### LESETEXT:
........
Trotz Kritik und Zweifel Wer studiert heute überhaupt noch Theologie?

Die Institution Kirche steht seit geraumer Zeit in der Kritik, und viele Mitglieder sind in vergangenen Monaten und Jahren ausgetreten. Was bewegt junge Menschen in diesen Zeiten dazu, Religionslehrer zu werden? Drei Theologiestudentinnen teilen ihre Gedanken.

Die Kirchentage bringen Jahr für Jahr auch viele junge Menschen zusammen, hier ein Bild vom Festgottesdienst 2017 in Wittenberg.

Die Kirchentage bringen Jahr für Jahr auch viele junge Menschen zusammen, hier ein Bild vom Festgottesdienst 2017 in Wittenberg.
........
### BEREITGESTELLTE DATEN:
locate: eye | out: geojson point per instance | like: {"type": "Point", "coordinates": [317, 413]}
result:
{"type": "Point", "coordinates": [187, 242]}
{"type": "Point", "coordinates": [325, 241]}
........
### GEGEBENE AUFGABE 1:
Beantworte anhand des Lesetextes zum Theologiestudium kurz:
(a) Wie viele Theologiestudentinnen teilen ihre Gedanken?
(b) Welchen Beruf wollen die jungen Menschen laut dem Lesetext ergreifen?
(c) In welcher Stadt fand der abgebildete Festgottesdienst 2017 statt?
### GEGEBENE AUFGABE 2:
Fahre mit dem Lesetext zum Theologiestudium an der Stelle fort, an der er endet.

### SCHRIFTLICHE ANTWORT 1:
(a) Drei.
(b) Religionslehrer.
(c) In Wittenberg.

### SCHRIFTLICHE ANTWORT 2:
Foto: picture alliance / Maurizio Gamb/DPA/Maurizio Gambarini

„Scheinheilige Kirche“, „Vatikan kritisiert Synodalen Weg – Konflikt zwischen Vatikan und deutscher Kirche spitzt sich zu“, „Evangelische Kirche – Kritik an neuer Missbrauchsaufarbeitung“. Dies sind nur einige Auszüge aus der Berichterstattung über die katholische und evangelische Kirche in den vergangenen Monaten. Die Unzufriedenheit mit der Institution Kirche in Deutschland wächst. Das zeigen nicht nur der mediale Diskurs, sondern auch die Zahlen: Mehr als 359.000 Menschen haben im vergangenen Jahr die katholische Kirche verlassen (laut Statistik der Deutschen Bischofskonferenz). Aus der evangelischen Kirche sind nach deren Angaben im gleichen Zeitraum rund 280.000 Menschen ausgetreten – macht zusammen knapp 639.000 Menschen, die 2021 der Kirche den Rücken gekehrt haben. Erstmals ist die Mehrheit der Deutschen weder evangelisch noch katholisch.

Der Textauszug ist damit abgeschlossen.